_What you are asked to do_: Output every record word for word.

(Extracted data entries)
■ ■ ■
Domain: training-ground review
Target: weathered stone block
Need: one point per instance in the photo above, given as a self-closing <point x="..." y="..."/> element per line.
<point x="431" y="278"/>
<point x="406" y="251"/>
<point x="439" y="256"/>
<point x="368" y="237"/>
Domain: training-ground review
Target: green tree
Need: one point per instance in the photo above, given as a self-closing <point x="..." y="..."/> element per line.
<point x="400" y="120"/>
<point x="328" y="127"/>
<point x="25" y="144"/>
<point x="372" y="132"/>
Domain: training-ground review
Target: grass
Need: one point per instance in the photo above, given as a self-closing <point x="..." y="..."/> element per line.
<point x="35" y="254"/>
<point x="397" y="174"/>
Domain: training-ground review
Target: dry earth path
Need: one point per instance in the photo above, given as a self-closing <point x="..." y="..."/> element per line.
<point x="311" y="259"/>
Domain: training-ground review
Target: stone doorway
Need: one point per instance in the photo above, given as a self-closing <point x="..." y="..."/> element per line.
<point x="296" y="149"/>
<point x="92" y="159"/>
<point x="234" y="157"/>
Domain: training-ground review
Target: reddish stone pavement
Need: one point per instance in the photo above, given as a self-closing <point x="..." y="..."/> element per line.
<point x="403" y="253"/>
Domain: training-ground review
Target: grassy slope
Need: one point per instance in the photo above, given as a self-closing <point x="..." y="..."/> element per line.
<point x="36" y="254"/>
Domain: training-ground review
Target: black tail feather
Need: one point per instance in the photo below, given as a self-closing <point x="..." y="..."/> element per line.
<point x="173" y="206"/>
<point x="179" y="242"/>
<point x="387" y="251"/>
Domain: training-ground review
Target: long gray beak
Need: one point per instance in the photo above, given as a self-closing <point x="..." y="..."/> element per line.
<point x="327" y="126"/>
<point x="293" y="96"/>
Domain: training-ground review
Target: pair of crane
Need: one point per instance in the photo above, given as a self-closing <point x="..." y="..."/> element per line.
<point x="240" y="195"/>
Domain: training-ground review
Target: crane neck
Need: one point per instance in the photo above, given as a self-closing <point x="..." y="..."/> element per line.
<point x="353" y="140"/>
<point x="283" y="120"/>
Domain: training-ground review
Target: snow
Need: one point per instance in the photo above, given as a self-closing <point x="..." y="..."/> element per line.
■ ■ ■
_Expected output_:
Domain: training-ground review
Target: weathered stone block
Need: one point per instance in the photo above, given as a self-closing <point x="..." y="..."/> element per line.
<point x="431" y="278"/>
<point x="406" y="251"/>
<point x="439" y="256"/>
<point x="368" y="237"/>
Domain: training-ground review
Target: green tree
Need: one point per instance in the photo above, given as a self-closing <point x="..." y="..."/> element per line.
<point x="400" y="120"/>
<point x="328" y="127"/>
<point x="25" y="144"/>
<point x="372" y="132"/>
Domain: training-ground review
Target: grass
Need: one point per instance in the photo above, given as a self-closing <point x="..." y="..."/> element per line.
<point x="35" y="254"/>
<point x="397" y="174"/>
Domain: training-ground review
Target: dry earth path
Need: one point per instance in the photo above, given as a self-closing <point x="..." y="..."/> element per line.
<point x="311" y="259"/>
Domain: training-ground review
Target: stone doorway
Need: one point per instance in the photo above, given as a self-closing <point x="..." y="..."/> element per line.
<point x="296" y="149"/>
<point x="92" y="159"/>
<point x="234" y="157"/>
Domain: training-ground review
Target: reddish stone pavement
Need: one point per instance in the photo above, given as a self-closing <point x="..." y="..."/> element per line.
<point x="403" y="253"/>
Domain: training-ground review
Target: grassy slope
Need: one point per instance in the photo above, given as a self-closing <point x="..." y="..."/> element per line.
<point x="36" y="254"/>
Domain: training-ground review
Target: black tail feather
Need: one point per instance in the photo below, given as a self-closing <point x="..." y="..."/> element per line.
<point x="173" y="206"/>
<point x="179" y="242"/>
<point x="387" y="251"/>
Domain: training-ground review
Target: long gray beak
Need: one point per instance in the photo above, given as a self-closing <point x="..." y="..."/> element per line.
<point x="327" y="126"/>
<point x="293" y="96"/>
Domain: training-ground review
Target: pair of crane
Need: one point per instance in the photo above, given as a self-closing <point x="..." y="..."/> element per line.
<point x="240" y="195"/>
Domain: training-ground review
Target: crane neck
Need: one point per instance in the photo above, given as a self-closing <point x="..." y="..."/> element per line.
<point x="353" y="140"/>
<point x="283" y="120"/>
Domain: training-ground review
Target: snow
Need: one point per instance in the photo above, given as a self-closing <point x="..." y="..."/> element per line.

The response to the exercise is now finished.